### EXERCISE PASSAGE
☆ ☆ ☆ ☆

History and Physical

Patients with thymomas or thymic carcinomas present in one of three ways:

  1. An incidental finding on imaging in an asymptomatic patient
  2. A patient symptomatic due to the local compressive effects of the mass within the thoracic cavity (e.g., dyspnea, cough)
  3. A patient symptomatic due to a paraneoplastic syndrome

There are various manifestations with which a patient with thymoma may present. Patients may have thoracic manifestations. These symptoms are related to the size and effect of the thymoma on adjacent organs, including chest pain, cough, and phrenic nerve palsy. Some patients with thymomas may present with superior vena cava (SVC) syndrome. Pleural and pericardial effusions in patients with a thymoma tend to be due to disseminated disease.

Patients with thymomas may have paraneoplastic manifestations as well. The most common paraneoplastic syndrome seen is myasthenia gravis. These paraneoplastic symptoms can occur at any time in the diagnosis and treatment process of thymomas. Myasthenia gravis is an autoimmune disorder that results in an immunologic attack of acetylcholine receptors at the neuromuscular junction of skeletal muscle. These patients tend to present with diplopia, ptosis, dysphagia, weakness, or fatigue. Approximately half of the patients with thymoma have myasthenia gravis and usually have less advanced disease since their symptoms lead to an earlier diagnosis. A thymectomy leads to the attenuation of the severe symptoms of myasthenia gravis.

☆ ☆ ☆ ☆

### DATA PROVIDED
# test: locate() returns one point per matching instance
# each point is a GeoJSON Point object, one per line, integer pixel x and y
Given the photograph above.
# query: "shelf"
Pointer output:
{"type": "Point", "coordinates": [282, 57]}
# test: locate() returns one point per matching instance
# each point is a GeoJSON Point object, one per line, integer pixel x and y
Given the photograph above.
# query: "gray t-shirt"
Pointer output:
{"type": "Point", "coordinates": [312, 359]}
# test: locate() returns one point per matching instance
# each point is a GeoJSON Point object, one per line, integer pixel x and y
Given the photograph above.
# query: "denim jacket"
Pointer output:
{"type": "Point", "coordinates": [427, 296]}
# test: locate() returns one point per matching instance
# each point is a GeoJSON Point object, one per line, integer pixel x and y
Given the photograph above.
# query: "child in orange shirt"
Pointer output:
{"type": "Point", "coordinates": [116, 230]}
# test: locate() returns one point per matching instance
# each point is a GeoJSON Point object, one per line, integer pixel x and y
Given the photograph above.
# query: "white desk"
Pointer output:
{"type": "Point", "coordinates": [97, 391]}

☆ ☆ ☆ ☆

### ACTIONS TO TAKE
• 1. Return, word for word, the part of the thymoma passage that opens with the words containing "History and Physical" and closes with "cavity (e.g., dyspnea, cough)".
• 2. Extend the passage on how thymomas present, picking up after its final sentence.

### EXERCISE ANSWERS
• 1.
History and Physical

Patients with thymomas or thymic carcinomas present in one of three ways:

  1. An incidental finding on imaging in an asymptomatic patient
  2. A patient symptomatic due to the local compressive effects of the mass within the thoracic cavity (e.g., dyspnea, cough)

• 2.
Another autoimmune disorder associated with thymomas is pure red cell aplasia. This is a non-proliferation of erythrocyte precursors in the bone marrow. It occurs in 5% to 15% of patients with thymomas and is more common in older women. It is often seen in thymomas with a spindle cell pathology. Various immunodeficiency syndromes can also be seen in association with thymomas. Less than 5% of patients with thymomas have hypogammaglobulinemia or pure white cell aplasia. These syndromes are more common in older women (similar to pure red cell aplasia). Approximately 10% of patients with acquired hypogammaglobulinemia have a thymoma (also known as Good syndrome). This is usually a thymoma with spindle cell pathology. Symptoms of these immunodeficiency syndromes include recurrent infections, diarrhea, and lymphadenopathy. However, thymectomy does not resolve the immunodeficiency (unlike myasthenia gravis). Finally, there is a syndrome known as thymoma-associated multiorgan autoimmunity (TAMA). This is similar to graft versus host disease (GVHD). These patients present with a morbilliform skin rash, chronic diarrhea, and liver enzyme abnormalities. A biopsy will show similar histopathology as GVHD in skin or bowel mucosa.

Thymic carcinoma presents differently. It is more aggressive compared to a thymoma and usually is associated with invasion of other mediastinal structures. Patients present with cough, chest pain, phrenic nerve palsy, or SVC syndrome. Extrathoracic metastases are seen in less than 7% of patients with thymic carcinoma and include kidney, extrathoracic lymph nodes, liver, brain, adrenal glands, thyroid, and bone.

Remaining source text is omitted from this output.